### WHAT TO PRODUCE
Set down the whole listing verbatim.

### PROVIDED DATA
--- Begin ---

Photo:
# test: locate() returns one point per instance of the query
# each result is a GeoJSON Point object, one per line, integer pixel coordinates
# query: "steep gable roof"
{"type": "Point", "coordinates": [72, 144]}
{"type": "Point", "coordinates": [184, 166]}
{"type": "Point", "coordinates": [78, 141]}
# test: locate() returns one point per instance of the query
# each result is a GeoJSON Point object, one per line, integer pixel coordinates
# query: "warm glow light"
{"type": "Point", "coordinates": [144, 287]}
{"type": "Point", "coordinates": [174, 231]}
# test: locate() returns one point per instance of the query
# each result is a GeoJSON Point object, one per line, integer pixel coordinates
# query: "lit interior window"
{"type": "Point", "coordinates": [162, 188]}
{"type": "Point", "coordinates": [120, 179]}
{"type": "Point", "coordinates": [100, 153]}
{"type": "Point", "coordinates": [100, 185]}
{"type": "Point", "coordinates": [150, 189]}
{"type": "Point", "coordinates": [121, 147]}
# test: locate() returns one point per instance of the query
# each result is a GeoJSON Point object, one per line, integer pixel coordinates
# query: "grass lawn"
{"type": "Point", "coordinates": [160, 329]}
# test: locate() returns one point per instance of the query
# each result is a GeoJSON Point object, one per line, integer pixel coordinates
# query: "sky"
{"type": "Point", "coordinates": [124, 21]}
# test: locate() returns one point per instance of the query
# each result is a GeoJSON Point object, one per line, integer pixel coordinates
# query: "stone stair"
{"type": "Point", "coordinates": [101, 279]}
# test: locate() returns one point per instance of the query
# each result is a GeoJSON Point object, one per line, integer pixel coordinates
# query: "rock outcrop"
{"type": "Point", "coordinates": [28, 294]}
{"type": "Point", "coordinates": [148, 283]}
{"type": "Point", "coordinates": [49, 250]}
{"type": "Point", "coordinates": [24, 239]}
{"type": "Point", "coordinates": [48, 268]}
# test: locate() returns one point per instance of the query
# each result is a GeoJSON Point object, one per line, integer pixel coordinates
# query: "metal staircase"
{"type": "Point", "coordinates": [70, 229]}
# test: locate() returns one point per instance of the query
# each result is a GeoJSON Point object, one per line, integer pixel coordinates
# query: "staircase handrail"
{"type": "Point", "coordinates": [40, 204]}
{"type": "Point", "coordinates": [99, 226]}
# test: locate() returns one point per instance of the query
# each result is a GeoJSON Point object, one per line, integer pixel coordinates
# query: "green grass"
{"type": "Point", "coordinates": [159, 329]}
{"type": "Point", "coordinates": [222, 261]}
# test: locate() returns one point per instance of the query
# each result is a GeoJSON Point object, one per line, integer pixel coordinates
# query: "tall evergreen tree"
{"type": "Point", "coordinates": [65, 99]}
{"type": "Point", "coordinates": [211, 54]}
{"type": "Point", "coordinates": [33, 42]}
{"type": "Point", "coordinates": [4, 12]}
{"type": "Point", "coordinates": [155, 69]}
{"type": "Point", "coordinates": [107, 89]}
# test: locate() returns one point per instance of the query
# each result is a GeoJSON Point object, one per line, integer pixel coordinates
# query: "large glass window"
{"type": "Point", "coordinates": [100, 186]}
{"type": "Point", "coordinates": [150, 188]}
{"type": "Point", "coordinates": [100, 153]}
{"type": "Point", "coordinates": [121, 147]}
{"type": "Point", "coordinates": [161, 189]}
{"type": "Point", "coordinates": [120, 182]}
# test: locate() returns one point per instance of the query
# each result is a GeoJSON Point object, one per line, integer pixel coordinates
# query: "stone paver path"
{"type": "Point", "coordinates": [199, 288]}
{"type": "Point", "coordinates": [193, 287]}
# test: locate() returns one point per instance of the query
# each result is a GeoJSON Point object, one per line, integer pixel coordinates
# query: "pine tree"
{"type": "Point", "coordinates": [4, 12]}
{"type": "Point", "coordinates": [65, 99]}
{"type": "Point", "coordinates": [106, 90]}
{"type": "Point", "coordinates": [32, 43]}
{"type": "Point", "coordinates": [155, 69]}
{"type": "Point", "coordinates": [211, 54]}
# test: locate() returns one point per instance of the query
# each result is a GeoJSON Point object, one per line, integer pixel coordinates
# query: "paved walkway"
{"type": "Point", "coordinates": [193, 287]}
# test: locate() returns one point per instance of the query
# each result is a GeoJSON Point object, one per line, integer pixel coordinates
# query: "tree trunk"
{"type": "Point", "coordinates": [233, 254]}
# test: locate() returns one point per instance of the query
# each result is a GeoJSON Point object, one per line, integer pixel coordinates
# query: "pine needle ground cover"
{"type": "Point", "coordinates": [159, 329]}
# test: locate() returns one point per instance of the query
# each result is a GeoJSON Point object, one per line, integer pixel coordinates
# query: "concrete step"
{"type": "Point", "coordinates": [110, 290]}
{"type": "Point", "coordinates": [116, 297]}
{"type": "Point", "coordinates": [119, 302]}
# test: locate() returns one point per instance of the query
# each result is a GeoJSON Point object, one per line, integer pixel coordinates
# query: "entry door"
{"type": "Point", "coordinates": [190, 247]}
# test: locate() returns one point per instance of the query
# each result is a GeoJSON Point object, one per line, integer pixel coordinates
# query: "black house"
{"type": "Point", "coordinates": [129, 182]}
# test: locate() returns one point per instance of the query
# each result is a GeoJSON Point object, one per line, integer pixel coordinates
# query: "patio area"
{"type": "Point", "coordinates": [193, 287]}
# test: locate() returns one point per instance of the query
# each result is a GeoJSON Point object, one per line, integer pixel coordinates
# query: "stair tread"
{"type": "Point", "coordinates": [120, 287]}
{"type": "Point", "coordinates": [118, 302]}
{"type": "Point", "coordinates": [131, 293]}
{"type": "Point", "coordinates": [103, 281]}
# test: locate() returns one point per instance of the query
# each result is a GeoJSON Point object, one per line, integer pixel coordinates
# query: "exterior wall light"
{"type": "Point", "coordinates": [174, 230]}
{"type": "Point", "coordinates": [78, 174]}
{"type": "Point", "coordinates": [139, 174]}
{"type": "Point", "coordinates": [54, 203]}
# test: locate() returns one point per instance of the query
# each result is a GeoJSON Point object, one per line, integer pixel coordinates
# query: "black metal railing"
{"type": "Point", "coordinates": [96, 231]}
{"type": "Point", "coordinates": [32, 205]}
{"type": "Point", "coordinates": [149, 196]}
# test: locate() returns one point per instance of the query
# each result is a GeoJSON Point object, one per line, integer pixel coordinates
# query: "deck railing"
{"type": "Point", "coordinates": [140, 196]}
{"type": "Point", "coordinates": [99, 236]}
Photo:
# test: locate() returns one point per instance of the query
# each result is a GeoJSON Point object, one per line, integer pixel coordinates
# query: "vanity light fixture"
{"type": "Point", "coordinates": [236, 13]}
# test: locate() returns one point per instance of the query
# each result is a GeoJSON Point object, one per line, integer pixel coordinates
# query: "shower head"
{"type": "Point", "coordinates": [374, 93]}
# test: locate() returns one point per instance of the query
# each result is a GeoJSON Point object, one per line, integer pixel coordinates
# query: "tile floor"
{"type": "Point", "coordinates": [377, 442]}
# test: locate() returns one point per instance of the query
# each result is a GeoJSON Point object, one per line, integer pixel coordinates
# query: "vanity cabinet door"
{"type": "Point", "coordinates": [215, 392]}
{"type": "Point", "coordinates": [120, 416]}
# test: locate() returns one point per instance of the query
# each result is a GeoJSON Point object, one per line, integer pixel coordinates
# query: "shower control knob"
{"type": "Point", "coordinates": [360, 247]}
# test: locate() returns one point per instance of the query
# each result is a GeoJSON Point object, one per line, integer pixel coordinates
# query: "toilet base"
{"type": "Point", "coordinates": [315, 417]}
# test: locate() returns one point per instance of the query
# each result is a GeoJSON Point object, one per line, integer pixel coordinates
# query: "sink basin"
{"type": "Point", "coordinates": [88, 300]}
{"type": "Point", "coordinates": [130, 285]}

--- End ---

### RESPONSE TO THIS EXERCISE
Photo:
# test: locate() returns one point per instance of the query
# each result is a GeoJSON Point object, one per line, integer pixel coordinates
# query: "steep gable roof"
{"type": "Point", "coordinates": [72, 144]}
{"type": "Point", "coordinates": [184, 166]}
{"type": "Point", "coordinates": [78, 141]}
# test: locate() returns one point per instance of the query
# each result is a GeoJSON Point object, one per line, integer pixel coordinates
# query: "warm glow light"
{"type": "Point", "coordinates": [144, 287]}
{"type": "Point", "coordinates": [174, 231]}
# test: locate() returns one point per instance of the query
# each result is a GeoJSON Point object, one per line, integer pixel coordinates
# query: "lit interior window"
{"type": "Point", "coordinates": [162, 188]}
{"type": "Point", "coordinates": [120, 179]}
{"type": "Point", "coordinates": [100, 153]}
{"type": "Point", "coordinates": [100, 185]}
{"type": "Point", "coordinates": [150, 189]}
{"type": "Point", "coordinates": [121, 147]}
# test: locate() returns one point per instance of the query
# each result is a GeoJSON Point object, one per line, integer pixel coordinates
# query: "grass lawn"
{"type": "Point", "coordinates": [160, 329]}
# test: locate() returns one point per instance of the query
# each result is a GeoJSON Point object, one per line, integer pixel coordinates
# query: "sky"
{"type": "Point", "coordinates": [124, 21]}
# test: locate() returns one point per instance of the query
# each result is a GeoJSON Point object, one per line, integer pixel coordinates
# query: "stone stair"
{"type": "Point", "coordinates": [101, 279]}
# test: locate() returns one point per instance of the query
# each result is a GeoJSON Point object, one per line, integer pixel coordinates
# query: "rock outcrop"
{"type": "Point", "coordinates": [28, 294]}
{"type": "Point", "coordinates": [148, 283]}
{"type": "Point", "coordinates": [49, 250]}
{"type": "Point", "coordinates": [24, 239]}
{"type": "Point", "coordinates": [48, 268]}
# test: locate() returns one point per instance of the query
# each result is a GeoJSON Point object, one per line, integer pixel coordinates
# query: "metal staircase"
{"type": "Point", "coordinates": [70, 229]}
# test: locate() returns one point per instance of the query
# each result is a GeoJSON Point object, one per line, integer pixel coordinates
# query: "staircase handrail"
{"type": "Point", "coordinates": [40, 204]}
{"type": "Point", "coordinates": [99, 226]}
# test: locate() returns one point per instance of the query
# each result is a GeoJSON Point object, one per line, integer pixel coordinates
# query: "green grass"
{"type": "Point", "coordinates": [159, 329]}
{"type": "Point", "coordinates": [222, 261]}
# test: locate() returns one point per instance of the query
# each result is a GeoJSON Point object, one per line, integer pixel coordinates
# query: "tall evergreen tree"
{"type": "Point", "coordinates": [65, 99]}
{"type": "Point", "coordinates": [211, 54]}
{"type": "Point", "coordinates": [33, 42]}
{"type": "Point", "coordinates": [4, 12]}
{"type": "Point", "coordinates": [155, 69]}
{"type": "Point", "coordinates": [107, 89]}
# test: locate() returns one point per instance of the query
# each result is a GeoJSON Point object, one per line, integer pixel coordinates
# query: "large glass window"
{"type": "Point", "coordinates": [100, 186]}
{"type": "Point", "coordinates": [150, 188]}
{"type": "Point", "coordinates": [100, 153]}
{"type": "Point", "coordinates": [121, 147]}
{"type": "Point", "coordinates": [161, 189]}
{"type": "Point", "coordinates": [120, 182]}
# test: locate() returns one point per instance of the query
# each result is a GeoJSON Point object, one per line, integer pixel coordinates
# query: "stone paver path"
{"type": "Point", "coordinates": [199, 288]}
{"type": "Point", "coordinates": [193, 287]}
# test: locate() returns one point per instance of the query
# each result is a GeoJSON Point object, one per line, integer pixel coordinates
# query: "pine tree"
{"type": "Point", "coordinates": [4, 12]}
{"type": "Point", "coordinates": [65, 99]}
{"type": "Point", "coordinates": [106, 90]}
{"type": "Point", "coordinates": [32, 43]}
{"type": "Point", "coordinates": [155, 69]}
{"type": "Point", "coordinates": [211, 54]}
# test: locate() returns one point per instance of the query
# each result is a GeoJSON Point object, one per line, integer pixel coordinates
# query: "paved walkway"
{"type": "Point", "coordinates": [193, 287]}
# test: locate() returns one point per instance of the query
# each result is a GeoJSON Point object, one per line, integer pixel coordinates
# query: "tree trunk"
{"type": "Point", "coordinates": [233, 254]}
# test: locate() returns one point per instance of the query
# each result is a GeoJSON Point object, one per line, integer pixel coordinates
# query: "pine needle ground cover"
{"type": "Point", "coordinates": [159, 329]}
# test: locate() returns one point per instance of the query
# each result is a GeoJSON Point object, one per line, integer pixel coordinates
# query: "concrete step"
{"type": "Point", "coordinates": [110, 290]}
{"type": "Point", "coordinates": [116, 297]}
{"type": "Point", "coordinates": [119, 302]}
# test: locate() returns one point per instance of the query
# each result is a GeoJSON Point object, one per line, integer pixel coordinates
# query: "entry door"
{"type": "Point", "coordinates": [190, 247]}
# test: locate() returns one point per instance of the query
# each result is a GeoJSON Point object, one per line, integer pixel coordinates
# query: "black house"
{"type": "Point", "coordinates": [129, 182]}
# test: locate() returns one point per instance of the query
# each result is a GeoJSON Point object, one per line, integer pixel coordinates
# query: "patio area"
{"type": "Point", "coordinates": [193, 287]}
# test: locate() returns one point per instance of the query
# each result is a GeoJSON Point object, one per line, integer pixel coordinates
# query: "stair tread"
{"type": "Point", "coordinates": [120, 287]}
{"type": "Point", "coordinates": [118, 302]}
{"type": "Point", "coordinates": [131, 293]}
{"type": "Point", "coordinates": [103, 281]}
# test: locate() returns one point per instance of the query
# each result is a GeoJSON Point object, one per line, integer pixel coordinates
# query: "exterior wall light"
{"type": "Point", "coordinates": [174, 230]}
{"type": "Point", "coordinates": [78, 174]}
{"type": "Point", "coordinates": [139, 174]}
{"type": "Point", "coordinates": [54, 203]}
# test: locate() returns one point per instance of the query
# each result is a GeoJSON Point object, one per line, integer pixel coordinates
# query: "black metal railing"
{"type": "Point", "coordinates": [96, 231]}
{"type": "Point", "coordinates": [32, 205]}
{"type": "Point", "coordinates": [149, 196]}
# test: locate() returns one point per instance of the query
# each result is a GeoJSON Point object, one per line, integer pixel coordinates
# query: "deck railing"
{"type": "Point", "coordinates": [140, 196]}
{"type": "Point", "coordinates": [99, 236]}
Photo:
# test: locate() returns one point per instance of the query
# each result is a GeoJSON Point object, one per line, integer pixel coordinates
# query: "vanity light fixture"
{"type": "Point", "coordinates": [236, 13]}
# test: locate() returns one point per instance of the query
# each result is a GeoJSON Point object, one per line, integer pixel coordinates
# query: "shower head"
{"type": "Point", "coordinates": [374, 93]}
# test: locate() returns one point per instance of the query
# each result is a GeoJSON Point object, one per line, integer pixel coordinates
# query: "tile floor"
{"type": "Point", "coordinates": [377, 442]}
# test: locate() returns one point per instance of the query
# each result is a GeoJSON Point object, one per line, integer pixel coordinates
# query: "vanity cabinet door"
{"type": "Point", "coordinates": [215, 392]}
{"type": "Point", "coordinates": [120, 416]}
# test: locate() returns one point per instance of the query
# each result is a GeoJSON Point object, one per line, integer pixel coordinates
# query: "shower control knob"
{"type": "Point", "coordinates": [360, 247]}
# test: locate() returns one point per instance of the query
# each result is a GeoJSON Point object, one per line, integer pixel coordinates
# query: "toilet base"
{"type": "Point", "coordinates": [315, 417]}
# test: locate() returns one point per instance of the query
# each result is a GeoJSON Point object, one per line, integer pixel coordinates
# query: "sink basin"
{"type": "Point", "coordinates": [88, 300]}
{"type": "Point", "coordinates": [130, 285]}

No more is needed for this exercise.